##### INPUT FOR THIS TASK #####
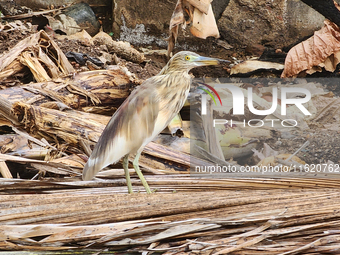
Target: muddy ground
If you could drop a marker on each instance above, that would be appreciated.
(325, 144)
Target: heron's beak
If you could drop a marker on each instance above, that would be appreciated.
(204, 61)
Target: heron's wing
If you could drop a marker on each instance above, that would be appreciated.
(131, 125)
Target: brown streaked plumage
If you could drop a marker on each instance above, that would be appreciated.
(144, 114)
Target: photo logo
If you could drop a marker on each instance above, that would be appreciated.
(238, 99)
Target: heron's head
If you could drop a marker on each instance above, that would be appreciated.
(186, 60)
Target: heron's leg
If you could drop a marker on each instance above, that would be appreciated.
(127, 174)
(140, 174)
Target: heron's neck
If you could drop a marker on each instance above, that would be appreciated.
(168, 70)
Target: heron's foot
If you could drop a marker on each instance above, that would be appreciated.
(127, 174)
(141, 177)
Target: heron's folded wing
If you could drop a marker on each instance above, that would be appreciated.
#####
▸ **DIRECTIONS FOR THIS TASK**
Leave every image out, and retype the material exactly.

▸ **WRITTEN REPLY**
Target: muddy ground
If you could drop a marker on each instance above, that would be appreciated.
(325, 144)
Target: heron's beak
If you could drop a marker on each instance above, that would be appreciated.
(204, 61)
Target: heron's wing
If you could drop a marker on each instance above, that would be appreciated.
(131, 125)
Target: brown streaked plumage
If you could drop a marker on each instance above, that would be appreciated.
(144, 114)
Target: photo logo
If you could drop a marker on each instance above, that would be appreciated.
(238, 99)
Target: heron's head
If you could drop a marker on each instance above, that would be appreciated.
(186, 60)
Target: heron's leg
If you could drop a marker on each instance above, that would be appreciated.
(127, 174)
(140, 174)
Target: heron's neck
If you could drop a marker on each instance above, that would be appreciated.
(168, 70)
Target: heron's foot
If you could drop a marker on each instance above, that would be appreciated.
(127, 174)
(141, 177)
Target: heron's folded wing
If you could drop a marker on each instance above, that would be appreciated.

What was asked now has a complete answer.